Every line of the data below must be output exactly, with images left out.

** Opening Material for this exercise block **

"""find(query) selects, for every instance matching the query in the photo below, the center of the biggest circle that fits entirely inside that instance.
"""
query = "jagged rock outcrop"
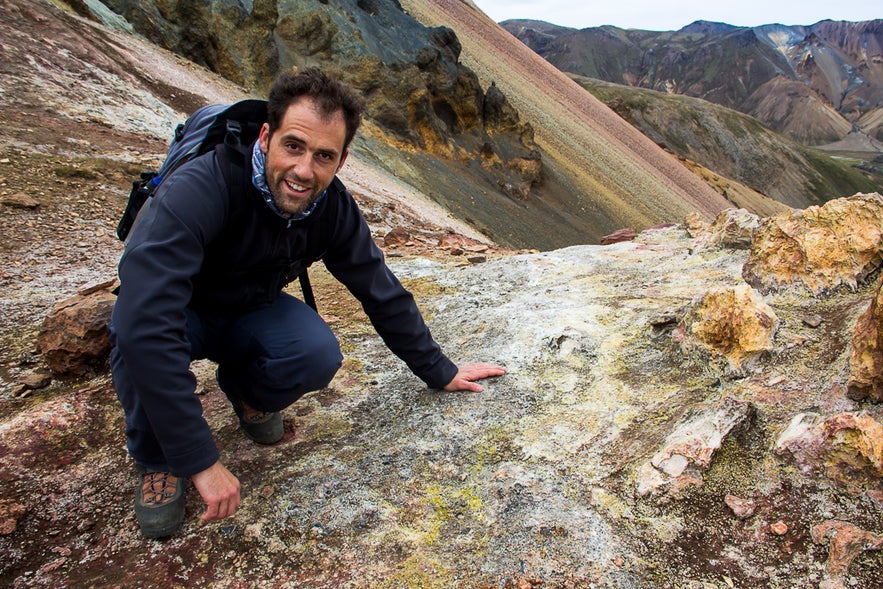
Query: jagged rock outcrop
(734, 323)
(819, 248)
(417, 92)
(73, 338)
(847, 448)
(866, 361)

** Closing Material for this exercise block **

§ **Written answer**:
"""find(query) selects, for every instance matching the query in the photo below, the center of the biggest circle that fits entirely inside that instance.
"""
query = "jagged rock outcrop"
Query: jagged rock outcrop
(734, 323)
(819, 248)
(417, 92)
(73, 338)
(847, 448)
(866, 361)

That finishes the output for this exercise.